[Point placement items]
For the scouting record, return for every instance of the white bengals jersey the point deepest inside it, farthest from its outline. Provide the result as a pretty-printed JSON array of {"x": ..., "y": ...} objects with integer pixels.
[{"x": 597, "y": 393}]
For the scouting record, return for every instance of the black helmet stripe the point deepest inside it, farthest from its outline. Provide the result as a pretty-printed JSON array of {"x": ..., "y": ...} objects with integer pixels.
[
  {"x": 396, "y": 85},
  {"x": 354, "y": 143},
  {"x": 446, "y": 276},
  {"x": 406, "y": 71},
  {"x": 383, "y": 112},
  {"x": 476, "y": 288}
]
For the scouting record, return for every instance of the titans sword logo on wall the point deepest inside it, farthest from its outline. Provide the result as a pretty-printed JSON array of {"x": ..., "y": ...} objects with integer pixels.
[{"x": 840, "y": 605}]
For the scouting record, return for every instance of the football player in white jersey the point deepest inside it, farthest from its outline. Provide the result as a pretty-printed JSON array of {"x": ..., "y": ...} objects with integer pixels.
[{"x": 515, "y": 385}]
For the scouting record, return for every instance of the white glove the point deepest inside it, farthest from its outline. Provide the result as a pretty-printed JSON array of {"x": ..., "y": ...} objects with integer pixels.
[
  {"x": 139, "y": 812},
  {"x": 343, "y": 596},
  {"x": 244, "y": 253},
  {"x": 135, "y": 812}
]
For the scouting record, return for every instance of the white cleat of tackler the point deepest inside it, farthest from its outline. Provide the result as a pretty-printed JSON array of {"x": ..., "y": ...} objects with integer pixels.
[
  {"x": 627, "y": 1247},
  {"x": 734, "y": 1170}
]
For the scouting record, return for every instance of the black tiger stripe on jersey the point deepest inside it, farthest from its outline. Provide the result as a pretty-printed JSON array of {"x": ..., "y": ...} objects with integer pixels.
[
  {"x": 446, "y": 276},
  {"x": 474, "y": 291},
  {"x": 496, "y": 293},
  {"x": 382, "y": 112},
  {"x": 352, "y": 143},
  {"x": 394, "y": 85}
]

#### TASK GOAL:
Reproduce all of the items above verbatim, line for line.

#### ANSWER FOR THE TASK:
For the scouting record, return for every instance of the white bengals jersey the point deepest inside it, farthest from its outline. Provide the result as a pretty-printed JSON array of {"x": ..., "y": ...} objects with integer pixels.
[{"x": 597, "y": 393}]
For the scouting record, return for every instance of the black helmet stripe the point deepest inside it, farthest from its outline. Provide the result as a pretty-printed JSON array of {"x": ..., "y": ...} objects with integer pixels.
[
  {"x": 396, "y": 85},
  {"x": 354, "y": 143},
  {"x": 446, "y": 276},
  {"x": 406, "y": 71},
  {"x": 383, "y": 112},
  {"x": 476, "y": 288}
]
For the scouting record, return for every instance of the titans sword logo on wall the point deepest inside it, farthest from its outline. Provide the result as a pretty-printed JSON array of {"x": ..., "y": ...} objects with integer pixels.
[{"x": 840, "y": 605}]
For the scouting record, return for every instance of the football player in white jersey the point deepest inside it, farthest from its outline. Provide the result as a pretty-printed JSON array of {"x": ..., "y": ...} objects with integer pixels.
[{"x": 515, "y": 385}]
For the scouting record, return for every instance of the white glove the point deepest inside it, farthest from its outline. Provide the result as a pretty-printed JSON array of {"x": ..., "y": ...} objects with integer pixels.
[
  {"x": 139, "y": 812},
  {"x": 343, "y": 596},
  {"x": 244, "y": 253},
  {"x": 135, "y": 812}
]
For the scouting record, return for every instance of the white cleat of tackler the point deepest inside it, farthest from its outline. Provide the result as a pretty-printed JSON array of {"x": ..., "y": ...} objects with integer pixels.
[
  {"x": 627, "y": 1247},
  {"x": 734, "y": 1170}
]
For the scouting record, return for every instance of the black tiger stripe on jersey the point deepest inside it, farthest from its outline. Provide the result as a pretty-printed JSON array of {"x": ..., "y": ...} objects with integer pixels.
[
  {"x": 446, "y": 276},
  {"x": 474, "y": 291},
  {"x": 496, "y": 293},
  {"x": 382, "y": 112},
  {"x": 352, "y": 143},
  {"x": 394, "y": 85}
]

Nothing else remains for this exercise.